**Excerpt to read**
As I recommended in a previous article, we picked a workflow. We applied AI. It worked. Then we optimized it and got the cost down.

That version is technically true, but it leaves out the part that actually matters. What mattered was not just that the invoicing workflow worked. What mattered was what happened after it worked.

As some of you know, at GCS, we started using AI to automate part of our invoicing process. The first goal was not elegance or cost savings. It was really just to see if we could actually make it work.

Not demo “work”, I mean, could this workflow actually work in the real world?

That is the first job in the 2-6-4 process. Prove it. So that is what we did.

We got it working in our actual environment (Mach1). We connected it to our accounting systems (QuickBooks), our time sheets (Excel), email, databases, and the way the business actually operates (Ratesheets, Rules). Then we let it run for a few weeks, and watched (closely).

And once it had been running long enough to stop feeling like a demo, we started to measure the cost.

That is when the second lesson showed up.

The workflow worked, but the first version was too expensive. Not necessarily for us, but definitely for the kinds of organizations I help. GCS is small, so we can get away with a lot. Our customers usually cannot. They have more volume, more complexity, and less room for waste.

That is a very normal place to land, by the way. In fact, I think it is the right place to land.

If your first version is trying to prove the workflow, it should probably lean a little heavy, and most certainly a little ugly. It should use stronger models than you think you will need long term. It should probably be more brute force than elegant.

That is fine. We don't want perfection to be the enemy of good enough.

At this point, you are buying proof. I think of it as tuition to create high value later. Just be careful not to get stuck. This is a real trap I've seen hundreds of times.

Once we knew the process was real, we started looking at what was actually driving the cost per invoice. After working through some of the gaps, we made a series of changes that cut the cost per invoice by over 30%. So where did those come from?

(Location identification items)

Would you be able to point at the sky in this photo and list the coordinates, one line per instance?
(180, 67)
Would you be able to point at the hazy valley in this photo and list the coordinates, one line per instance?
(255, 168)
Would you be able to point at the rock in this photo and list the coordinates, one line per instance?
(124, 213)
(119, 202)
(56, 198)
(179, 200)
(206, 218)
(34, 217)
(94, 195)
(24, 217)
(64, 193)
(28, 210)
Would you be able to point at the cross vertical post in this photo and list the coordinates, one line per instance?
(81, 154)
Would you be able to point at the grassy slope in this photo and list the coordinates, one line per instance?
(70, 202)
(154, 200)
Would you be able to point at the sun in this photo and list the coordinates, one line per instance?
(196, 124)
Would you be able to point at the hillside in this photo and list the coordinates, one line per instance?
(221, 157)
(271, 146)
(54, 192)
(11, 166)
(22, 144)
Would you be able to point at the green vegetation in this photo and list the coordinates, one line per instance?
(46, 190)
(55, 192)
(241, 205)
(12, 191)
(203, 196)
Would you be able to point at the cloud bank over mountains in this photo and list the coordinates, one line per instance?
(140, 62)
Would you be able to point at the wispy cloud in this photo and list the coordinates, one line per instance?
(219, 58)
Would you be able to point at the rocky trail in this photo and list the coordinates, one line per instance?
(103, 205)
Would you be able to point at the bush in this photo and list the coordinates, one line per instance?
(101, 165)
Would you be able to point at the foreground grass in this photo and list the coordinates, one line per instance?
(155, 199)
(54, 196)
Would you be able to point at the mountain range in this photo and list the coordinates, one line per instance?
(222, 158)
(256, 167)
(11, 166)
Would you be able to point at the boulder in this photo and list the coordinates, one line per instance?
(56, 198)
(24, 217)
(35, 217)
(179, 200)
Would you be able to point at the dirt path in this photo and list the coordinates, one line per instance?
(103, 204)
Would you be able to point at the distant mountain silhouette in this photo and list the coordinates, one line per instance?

**Task description**
According to the invoicing article, why was the first version of the workflow too expensive for the organizations the author helps, even though GCS could manage it? Answer in one to three sentences. Answer from the invoicing article alone, without drawing on the items or outside knowledge.

**Solution**
GCS is small, so it can get away with a lot. The author's customers usually cannot, because they have more volume, more complexity, and less room for waste.